• **Document section**:

As well as fighting and inhibiting the transcription of viral cells, interferon can also stimulate the production (or control) of other cells involved with the immune system. For example, interferon alpha can stimulate or inhibit the production of B Lymphocytes, for fighting infection, and Gamma can induce the production of a class of T lymphocytes known as suppressor CD8 cells, which can inhibit B cells from making antibodies. (Interferon Gamma can also induce the production of various other infection fighting cells, to help macropages, another form of white blood cell, to function more effectively against virus, bacteria and parasites).

Basically they are pretty versatile, useful, adaptable little proteins.

In 1986, interferon-alpha became the first interferon to be approved by the Food and Drug Administration (FDA) as a viable therapy, in this case, for hairy-cell leukaemia. (Directly injected into the bloodstream).

In January 2001, the Food and Drug Administration (FDA) approved the use of PEGylated interferon-alpha in the USA; in this formulation, PEGylated interferon-alpha-2b polyethylene glycol is linked to the interferon molecule to make the interferon last longer in the body. Approval for PEGylated interferon-alpha-2a followed in October 2002. Meaning the injections only have to be administered once a week, rather than 2-3 times, as per conventional interferon alpha.

This drug is approved around the world for the treatment of chronic hepatitis C and has recently been approved (in the EU, U.S., China and many other countries) for the treatment of chronic hepatitis B. It is also used in the treatment of certain T-cell lymphomas. Interferon Beta is also used in the treatment of MS.

• **Complete the following**:
1. In the passage on interferon, what condition was interferon-alpha first approved by the FDA to treat in 1986?
2. Write the next part of the passage on interferon, starting after its final sentence.

• **Entries shown**:
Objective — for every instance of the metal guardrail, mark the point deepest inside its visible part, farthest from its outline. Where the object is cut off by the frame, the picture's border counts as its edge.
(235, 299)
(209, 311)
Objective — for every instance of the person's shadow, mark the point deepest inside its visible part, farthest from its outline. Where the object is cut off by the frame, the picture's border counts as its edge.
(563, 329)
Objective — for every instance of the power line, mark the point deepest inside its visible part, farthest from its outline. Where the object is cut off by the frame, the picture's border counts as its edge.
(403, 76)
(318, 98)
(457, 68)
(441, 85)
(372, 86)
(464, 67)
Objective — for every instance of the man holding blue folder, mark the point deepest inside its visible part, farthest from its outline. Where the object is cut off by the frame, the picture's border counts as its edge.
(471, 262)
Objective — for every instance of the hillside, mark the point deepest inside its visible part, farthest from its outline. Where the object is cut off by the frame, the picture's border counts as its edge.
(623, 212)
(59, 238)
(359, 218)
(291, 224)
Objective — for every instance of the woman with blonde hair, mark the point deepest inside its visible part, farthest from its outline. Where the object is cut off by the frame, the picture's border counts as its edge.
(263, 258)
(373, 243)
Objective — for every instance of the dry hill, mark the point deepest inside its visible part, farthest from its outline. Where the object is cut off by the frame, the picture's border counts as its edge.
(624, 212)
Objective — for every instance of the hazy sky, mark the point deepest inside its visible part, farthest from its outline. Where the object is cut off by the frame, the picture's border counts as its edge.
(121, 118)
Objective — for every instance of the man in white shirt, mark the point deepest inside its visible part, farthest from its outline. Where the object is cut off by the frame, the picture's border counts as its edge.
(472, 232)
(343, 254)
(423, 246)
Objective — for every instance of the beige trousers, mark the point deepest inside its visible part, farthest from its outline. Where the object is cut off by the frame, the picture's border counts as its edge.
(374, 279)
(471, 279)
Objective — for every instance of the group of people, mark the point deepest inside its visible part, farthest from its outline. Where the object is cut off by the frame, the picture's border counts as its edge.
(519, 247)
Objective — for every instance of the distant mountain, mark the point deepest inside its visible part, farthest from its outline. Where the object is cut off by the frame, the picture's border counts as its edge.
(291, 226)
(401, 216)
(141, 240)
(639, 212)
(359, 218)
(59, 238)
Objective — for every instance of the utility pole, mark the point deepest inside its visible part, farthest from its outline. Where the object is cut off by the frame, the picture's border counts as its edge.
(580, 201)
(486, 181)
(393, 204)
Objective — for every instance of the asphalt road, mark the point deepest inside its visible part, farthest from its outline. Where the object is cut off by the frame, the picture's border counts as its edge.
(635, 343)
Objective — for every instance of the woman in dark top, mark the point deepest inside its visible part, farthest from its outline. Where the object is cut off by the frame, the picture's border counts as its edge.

• **Answers by task**:
1. Hairy-cell leukaemia.

2.
In the UK, conventional interferon alpha (usually Roferon or Intron) is used in the treatment of many illnesses (MPNs, various Lymphomas, various melanomas, Hepatitis A and B; sometimes in conjunction with Ribavirin) this is an injection administered subcutaneously 2-3 times a week, usually with substantial side effects.

Pegylated interferon (in many cases) is only available if conventional interferon can be proven to be intolerable (due to side effects) and then is assessed on a patient by patient basis (depending on governing bodies, and funding available). This is probably because this drug costs approximately 3 times as much per year per patient than the non-Pegylated version.

What is interesting; is the application of Interferon in the treatment of MPNs, (myeloproliferative neoplasm -MPNs are classed by the World Health Organization as blood cancers because the bone marrow is producing blood cells in an uncontrolled way). These fall into three categories – ET, PV and MF. (essential thrombosythemia, polycythaemia vera and myelofibrosis).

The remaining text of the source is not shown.